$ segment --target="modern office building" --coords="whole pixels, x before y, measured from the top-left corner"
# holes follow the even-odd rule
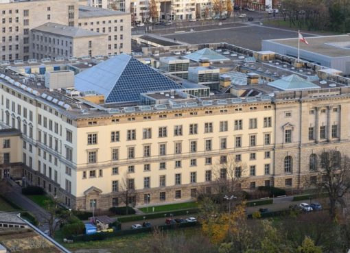
[[[107,34],[55,23],[47,23],[34,28],[31,33],[34,59],[108,54]]]
[[[229,168],[248,189],[301,189],[305,178],[321,180],[314,173],[319,155],[350,147],[350,80],[318,79],[322,67],[296,69],[294,58],[279,54],[237,64],[232,56],[241,56],[242,48],[212,46],[232,53],[211,67],[223,75],[233,69],[246,73],[245,84],[224,75],[224,91],[176,86],[124,54],[76,75],[75,89],[50,91],[35,77],[1,68],[0,125],[22,132],[26,181],[67,206],[91,210],[123,205],[126,191],[136,205],[189,200],[213,192]],[[160,57],[181,49],[163,49]],[[261,53],[245,52],[257,59]],[[275,82],[282,76],[289,77]]]

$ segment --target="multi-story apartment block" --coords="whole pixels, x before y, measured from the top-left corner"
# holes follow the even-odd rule
[[[79,6],[78,26],[85,29],[108,34],[108,54],[131,52],[131,16],[129,13]]]
[[[0,125],[19,129],[32,145],[22,149],[27,182],[73,208],[122,205],[126,188],[137,205],[189,199],[202,189],[214,191],[232,157],[242,188],[300,189],[305,177],[315,176],[320,154],[350,147],[345,84],[350,80],[307,81],[307,71],[291,68],[294,59],[268,53],[264,64],[256,64],[259,75],[250,73],[255,63],[242,62],[246,84],[233,78],[227,86],[226,76],[226,93],[215,95],[203,85],[176,83],[124,54],[77,75],[78,97],[30,80],[21,86],[21,73],[0,69]],[[232,69],[215,66],[226,75],[225,68]],[[319,68],[308,66],[310,77],[314,67]],[[279,78],[267,69],[290,75]]]
[[[108,55],[107,34],[55,23],[47,23],[31,33],[33,58]]]
[[[0,2],[0,60],[30,59],[30,30],[52,21],[77,25],[78,6],[78,0]]]

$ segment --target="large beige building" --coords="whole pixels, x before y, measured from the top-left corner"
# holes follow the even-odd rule
[[[286,56],[260,52],[256,58],[242,60],[240,72],[231,71],[231,62],[212,64],[224,73],[221,95],[176,83],[124,54],[76,75],[78,97],[30,80],[19,86],[13,69],[3,68],[0,125],[21,130],[32,145],[22,149],[27,182],[73,208],[123,205],[126,189],[137,205],[189,200],[213,191],[213,183],[228,177],[230,161],[242,188],[301,189],[305,177],[314,177],[321,152],[350,147],[349,80],[314,83],[303,78],[315,77],[312,65],[304,74]],[[267,69],[290,75],[272,77]],[[235,84],[237,74],[241,80],[246,75],[246,84]]]
[[[31,31],[34,59],[107,56],[107,34],[47,23]]]
[[[33,57],[33,53],[36,58],[38,49],[33,48],[31,31],[51,22],[69,27],[80,26],[101,34],[108,34],[106,42],[101,45],[106,55],[131,51],[130,14],[89,6],[79,8],[78,4],[78,0],[0,1],[0,61],[27,61]],[[62,36],[62,40],[67,38],[65,34]],[[99,40],[95,42],[97,43]],[[47,45],[44,43],[39,47],[41,46],[45,48]],[[43,51],[40,55],[44,55]]]

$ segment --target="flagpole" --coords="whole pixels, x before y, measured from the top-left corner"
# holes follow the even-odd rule
[[[298,30],[298,62],[300,62],[300,30]]]

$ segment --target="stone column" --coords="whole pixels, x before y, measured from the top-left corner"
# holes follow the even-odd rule
[[[315,107],[315,140],[320,142],[320,108]]]
[[[331,141],[331,106],[327,106],[327,141]]]

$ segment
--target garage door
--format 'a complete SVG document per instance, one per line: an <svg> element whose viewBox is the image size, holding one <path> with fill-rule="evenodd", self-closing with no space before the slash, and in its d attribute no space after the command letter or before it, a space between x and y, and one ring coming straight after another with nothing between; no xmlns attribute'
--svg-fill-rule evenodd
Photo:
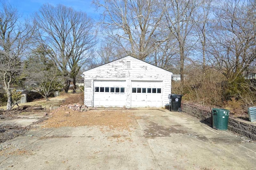
<svg viewBox="0 0 256 170"><path fill-rule="evenodd" d="M95 80L94 106L123 107L126 99L125 81Z"/></svg>
<svg viewBox="0 0 256 170"><path fill-rule="evenodd" d="M132 81L131 107L162 106L162 81Z"/></svg>

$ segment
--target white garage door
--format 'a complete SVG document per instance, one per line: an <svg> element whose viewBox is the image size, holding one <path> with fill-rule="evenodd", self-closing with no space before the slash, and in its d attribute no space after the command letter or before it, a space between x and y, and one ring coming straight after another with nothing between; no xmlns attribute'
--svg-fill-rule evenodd
<svg viewBox="0 0 256 170"><path fill-rule="evenodd" d="M132 81L131 107L162 106L162 81Z"/></svg>
<svg viewBox="0 0 256 170"><path fill-rule="evenodd" d="M94 106L123 107L126 99L125 81L95 80Z"/></svg>

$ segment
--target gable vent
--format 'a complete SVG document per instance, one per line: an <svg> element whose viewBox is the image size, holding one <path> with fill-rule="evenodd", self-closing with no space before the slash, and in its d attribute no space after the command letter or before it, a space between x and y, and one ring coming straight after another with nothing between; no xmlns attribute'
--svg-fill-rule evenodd
<svg viewBox="0 0 256 170"><path fill-rule="evenodd" d="M131 68L131 61L126 61L126 69Z"/></svg>

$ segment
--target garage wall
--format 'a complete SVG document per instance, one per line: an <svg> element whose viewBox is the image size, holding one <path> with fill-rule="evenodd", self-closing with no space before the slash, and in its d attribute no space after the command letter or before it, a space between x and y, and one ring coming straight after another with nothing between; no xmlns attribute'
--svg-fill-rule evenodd
<svg viewBox="0 0 256 170"><path fill-rule="evenodd" d="M171 93L172 73L132 57L122 58L84 71L83 74L84 78L84 104L88 106L94 106L93 85L95 80L125 81L127 85L125 106L127 108L131 107L132 81L162 81L162 107L168 103L168 95Z"/></svg>

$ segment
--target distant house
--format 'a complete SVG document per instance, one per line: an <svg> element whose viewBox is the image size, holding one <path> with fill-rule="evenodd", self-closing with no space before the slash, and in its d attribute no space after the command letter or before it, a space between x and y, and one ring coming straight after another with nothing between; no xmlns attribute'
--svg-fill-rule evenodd
<svg viewBox="0 0 256 170"><path fill-rule="evenodd" d="M172 73L128 56L87 70L84 104L93 107L164 107Z"/></svg>
<svg viewBox="0 0 256 170"><path fill-rule="evenodd" d="M180 75L179 74L173 74L172 76L172 79L174 81L180 81Z"/></svg>

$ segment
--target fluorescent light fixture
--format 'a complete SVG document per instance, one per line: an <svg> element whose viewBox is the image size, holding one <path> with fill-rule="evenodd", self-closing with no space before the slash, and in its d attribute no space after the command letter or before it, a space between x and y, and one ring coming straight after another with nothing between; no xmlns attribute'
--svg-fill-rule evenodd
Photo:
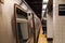
<svg viewBox="0 0 65 43"><path fill-rule="evenodd" d="M49 0L43 0L43 2L48 2Z"/></svg>
<svg viewBox="0 0 65 43"><path fill-rule="evenodd" d="M43 5L42 5L42 9L46 9L46 8L47 8L47 4L43 4Z"/></svg>

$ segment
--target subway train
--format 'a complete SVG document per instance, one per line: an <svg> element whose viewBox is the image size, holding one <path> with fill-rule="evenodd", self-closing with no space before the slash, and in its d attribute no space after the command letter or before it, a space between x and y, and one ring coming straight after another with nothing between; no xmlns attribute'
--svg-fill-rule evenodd
<svg viewBox="0 0 65 43"><path fill-rule="evenodd" d="M34 13L27 13L18 4L14 4L12 29L16 43L38 43L41 22Z"/></svg>

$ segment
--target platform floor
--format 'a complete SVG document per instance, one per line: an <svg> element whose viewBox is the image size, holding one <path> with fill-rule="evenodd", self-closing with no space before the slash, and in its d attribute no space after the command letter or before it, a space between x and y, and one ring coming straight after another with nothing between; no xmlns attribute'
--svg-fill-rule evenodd
<svg viewBox="0 0 65 43"><path fill-rule="evenodd" d="M48 43L47 38L44 34L42 34L42 29L40 29L40 34L39 34L39 39L38 39L38 43Z"/></svg>

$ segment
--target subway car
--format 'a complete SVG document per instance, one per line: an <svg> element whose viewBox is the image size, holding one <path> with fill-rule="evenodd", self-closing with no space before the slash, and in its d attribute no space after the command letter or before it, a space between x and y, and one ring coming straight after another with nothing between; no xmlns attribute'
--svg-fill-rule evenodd
<svg viewBox="0 0 65 43"><path fill-rule="evenodd" d="M34 13L27 13L18 4L14 4L12 29L16 43L38 43L41 22Z"/></svg>

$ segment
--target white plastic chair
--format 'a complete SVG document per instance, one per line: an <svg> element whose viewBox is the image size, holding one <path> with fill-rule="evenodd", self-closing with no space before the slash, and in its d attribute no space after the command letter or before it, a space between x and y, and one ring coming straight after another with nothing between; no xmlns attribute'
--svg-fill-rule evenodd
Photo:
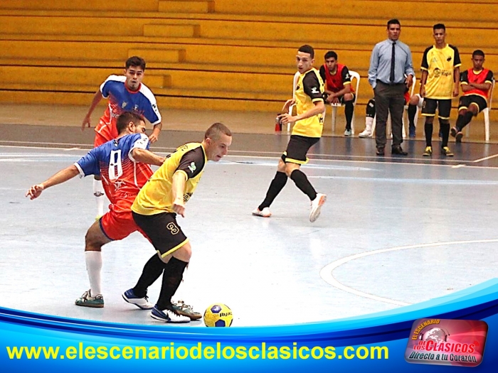
<svg viewBox="0 0 498 373"><path fill-rule="evenodd" d="M356 107L356 100L358 99L358 89L360 87L360 75L356 71L349 70L349 75L351 76L351 84L353 84L353 79L356 80L356 87L354 90L354 101L353 102L353 106ZM336 130L336 117L337 116L337 108L340 106L344 106L343 104L330 104L332 107L332 134L335 132ZM351 121L351 133L354 134L354 112L353 112L353 119Z"/></svg>
<svg viewBox="0 0 498 373"><path fill-rule="evenodd" d="M489 89L489 93L488 94L487 107L482 110L482 114L484 116L484 139L486 142L489 141L489 110L491 110L491 103L493 100L493 90L494 90L494 78L493 78L493 82L491 85L491 88ZM467 125L467 130L465 136L469 137L469 125Z"/></svg>

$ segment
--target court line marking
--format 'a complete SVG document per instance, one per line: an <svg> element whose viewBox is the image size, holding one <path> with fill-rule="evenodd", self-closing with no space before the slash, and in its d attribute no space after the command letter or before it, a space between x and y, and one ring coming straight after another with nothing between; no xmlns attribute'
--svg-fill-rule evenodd
<svg viewBox="0 0 498 373"><path fill-rule="evenodd" d="M473 239L473 240L470 240L470 241L450 241L447 242L433 242L430 244L415 244L415 245L408 245L408 246L398 246L395 247L390 247L388 249L379 249L378 250L372 250L370 252L364 252L359 254L355 254L354 255L350 255L349 256L344 256L344 258L341 258L340 259L336 260L334 261L332 261L332 263L327 264L320 271L320 277L327 282L328 284L332 285L334 288L337 288L339 290L342 290L343 291L346 291L347 293L350 293L351 294L354 294L355 296L361 296L364 298L368 298L369 299L373 299L374 301L378 301L381 302L385 302L391 304L394 304L396 306L410 306L412 303L408 303L406 302L401 302L401 301L396 301L394 299L391 299L389 298L384 298L381 296L378 296L374 294L370 294L369 293L366 293L364 291L361 291L359 290L356 290L354 288L351 288L350 286L347 286L346 285L344 285L341 282L339 282L338 280L337 280L334 277L334 275L332 274L332 272L334 271L334 269L338 268L339 266L341 266L342 264L345 264L346 263L348 263L349 261L361 259L361 258L364 258L365 256L369 256L370 255L375 255L376 254L383 254L386 252L395 252L395 251L399 251L399 250L406 250L408 249L420 249L420 248L425 248L425 247L436 247L439 246L450 246L450 245L456 245L456 244L483 244L483 243L491 243L491 242L498 242L498 239Z"/></svg>
<svg viewBox="0 0 498 373"><path fill-rule="evenodd" d="M476 159L475 161L472 161L472 163L477 163L478 162L482 162L482 161L487 161L488 159L491 159L493 158L498 157L498 154L494 154L494 156L489 156L489 157L484 157L480 159Z"/></svg>
<svg viewBox="0 0 498 373"><path fill-rule="evenodd" d="M0 148L27 148L27 149L40 149L40 150L59 150L59 151L68 151L68 150L72 150L72 149L68 149L68 148L57 148L57 147L48 147L48 146L21 146L21 145L3 145L1 143L2 142L9 142L9 143L14 143L14 142L18 142L20 144L53 144L53 145L76 145L76 146L88 146L87 148L81 148L79 149L74 149L74 150L78 150L78 151L88 151L89 150L91 150L93 148L92 146L91 145L88 145L88 144L58 144L58 143L29 143L28 141L0 141ZM157 147L154 149L152 149L154 153L164 153L164 151L158 151L156 149L162 149L162 150L166 150L166 151L174 151L174 150L176 149L176 148L167 148L167 147ZM268 152L268 151L233 151L231 150L229 151L230 153L243 153L244 154L248 154L248 153L260 153L260 154L275 154L277 156L279 155L282 154L282 152ZM316 154L316 153L309 153L309 156L324 156L324 154ZM354 158L357 157L361 159L358 159L358 160L354 160L354 159L337 159L337 158L334 158L333 159L329 159L329 158L310 158L311 161L313 162L347 162L347 163L382 163L382 164L388 164L388 165L403 165L403 166L429 166L432 167L454 167L455 165L452 164L435 164L435 163L418 163L418 162L413 162L413 163L404 163L404 162L394 162L391 161L388 161L386 158L379 158L377 156L337 156L337 155L328 155L325 154L325 156L328 157L348 157L348 158ZM498 155L497 155L498 156ZM275 159L275 166L276 166L276 162L277 161L277 158L275 158L274 156L248 156L248 155L236 155L236 154L231 154L231 155L228 155L226 156L227 158L232 158L232 157L240 157L240 158L271 158L271 159ZM403 159L407 159L407 158L398 158L400 160ZM409 159L419 159L419 158L409 158ZM422 159L422 158L420 158ZM377 160L376 161L375 160ZM452 161L450 160L445 160L446 162L451 162ZM453 162L462 162L462 160L455 160ZM469 163L474 163L475 161L467 161ZM496 170L498 168L498 167L493 167L493 166L472 166L472 164L467 165L466 167L467 168L477 168L477 169L490 169L490 170Z"/></svg>

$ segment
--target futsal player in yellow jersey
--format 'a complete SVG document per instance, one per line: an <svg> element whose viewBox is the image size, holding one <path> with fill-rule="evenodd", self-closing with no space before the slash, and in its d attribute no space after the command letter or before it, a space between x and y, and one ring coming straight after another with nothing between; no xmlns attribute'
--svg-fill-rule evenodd
<svg viewBox="0 0 498 373"><path fill-rule="evenodd" d="M171 304L171 296L180 286L191 256L189 239L176 222L176 214L185 216L190 199L208 161L218 161L228 152L232 134L221 123L211 126L201 143L178 148L152 175L137 195L132 211L137 225L156 249L156 260L144 267L133 293L137 296L163 273L159 300L151 317L165 323L188 323Z"/></svg>
<svg viewBox="0 0 498 373"><path fill-rule="evenodd" d="M460 79L460 56L457 47L447 44L446 28L443 23L433 27L435 45L424 51L422 58L420 97L424 98L422 115L425 117L425 150L423 155L433 154L433 123L436 108L441 134L441 153L453 156L448 148L451 99L458 96Z"/></svg>
<svg viewBox="0 0 498 373"><path fill-rule="evenodd" d="M297 50L296 63L300 75L295 90L295 99L285 102L282 111L287 112L296 104L296 116L283 114L279 116L282 125L295 123L292 128L287 150L278 161L277 173L270 184L263 203L253 211L253 215L270 217L270 205L283 189L287 178L311 200L309 221L314 222L320 215L327 195L317 193L306 175L300 169L308 161L306 156L309 148L317 144L323 130L324 82L317 70L313 67L314 50L310 45L302 45Z"/></svg>

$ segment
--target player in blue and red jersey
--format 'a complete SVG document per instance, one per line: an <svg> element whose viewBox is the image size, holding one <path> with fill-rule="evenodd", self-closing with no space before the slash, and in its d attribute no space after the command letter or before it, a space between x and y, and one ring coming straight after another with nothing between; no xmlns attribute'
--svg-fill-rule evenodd
<svg viewBox="0 0 498 373"><path fill-rule="evenodd" d="M149 139L144 134L145 123L140 116L132 112L123 113L117 119L117 128L120 133L117 139L94 148L75 163L60 170L43 183L33 185L26 193L26 196L35 199L47 188L77 175L83 177L100 173L105 180L111 205L110 211L88 229L85 238L90 288L76 300L78 306L104 307L100 283L101 248L135 231L142 232L133 220L131 206L140 188L153 173L149 165L160 166L164 161L164 157L147 150ZM154 306L147 302L147 297L133 303L144 309Z"/></svg>
<svg viewBox="0 0 498 373"><path fill-rule="evenodd" d="M460 87L463 96L458 103L457 123L451 129L450 134L457 143L462 142L462 130L472 117L475 117L487 107L489 90L493 84L493 72L482 67L484 53L480 49L472 53L472 68L464 71L460 76Z"/></svg>
<svg viewBox="0 0 498 373"><path fill-rule="evenodd" d="M320 66L320 76L325 83L324 97L327 104L343 104L346 116L344 136L351 136L351 122L354 112L354 90L351 86L351 75L347 66L337 63L337 53L325 53L325 63Z"/></svg>
<svg viewBox="0 0 498 373"><path fill-rule="evenodd" d="M116 118L124 112L132 112L144 117L154 126L149 139L157 141L162 124L152 92L142 82L145 70L145 61L139 57L131 57L126 61L124 75L110 75L95 92L92 104L81 126L84 130L90 125L90 116L103 98L109 99L104 115L95 127L94 146L99 146L117 136ZM97 216L104 214L104 190L98 173L95 175L93 194L97 202ZM109 196L107 196L109 197Z"/></svg>

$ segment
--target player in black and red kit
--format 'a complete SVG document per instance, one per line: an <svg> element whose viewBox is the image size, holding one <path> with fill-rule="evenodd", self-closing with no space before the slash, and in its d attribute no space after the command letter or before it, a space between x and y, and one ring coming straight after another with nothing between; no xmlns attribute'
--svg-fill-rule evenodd
<svg viewBox="0 0 498 373"><path fill-rule="evenodd" d="M487 107L493 83L493 72L482 67L484 53L480 49L474 50L472 60L472 68L464 71L460 76L460 87L464 93L458 103L457 123L450 131L457 143L462 142L462 130L470 123L472 117Z"/></svg>
<svg viewBox="0 0 498 373"><path fill-rule="evenodd" d="M346 116L344 136L351 136L351 122L354 111L354 90L351 86L351 76L347 66L337 63L337 53L329 50L325 53L325 63L320 67L320 76L325 83L324 97L327 104L344 104Z"/></svg>

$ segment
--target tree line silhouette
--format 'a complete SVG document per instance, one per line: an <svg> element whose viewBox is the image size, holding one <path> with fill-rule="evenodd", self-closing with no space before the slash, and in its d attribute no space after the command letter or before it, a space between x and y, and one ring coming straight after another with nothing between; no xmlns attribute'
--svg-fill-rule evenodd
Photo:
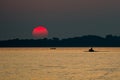
<svg viewBox="0 0 120 80"><path fill-rule="evenodd" d="M12 39L0 41L0 47L120 47L120 36L85 35L73 38Z"/></svg>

=-=-=

Aim -
Print the data without changes from its first line down to and including the line that contains "[[[107,34],[55,23],[47,23],[34,28],[31,33],[34,59],[108,54]]]". Omit the picture.

Written answer -
$ segment --target="modern office building" --coords="whole pixels, x before y, measured from the top-left corner"
# holes follow the even-odd rule
[[[107,34],[55,23],[47,23],[34,28],[31,33],[34,59],[108,54]]]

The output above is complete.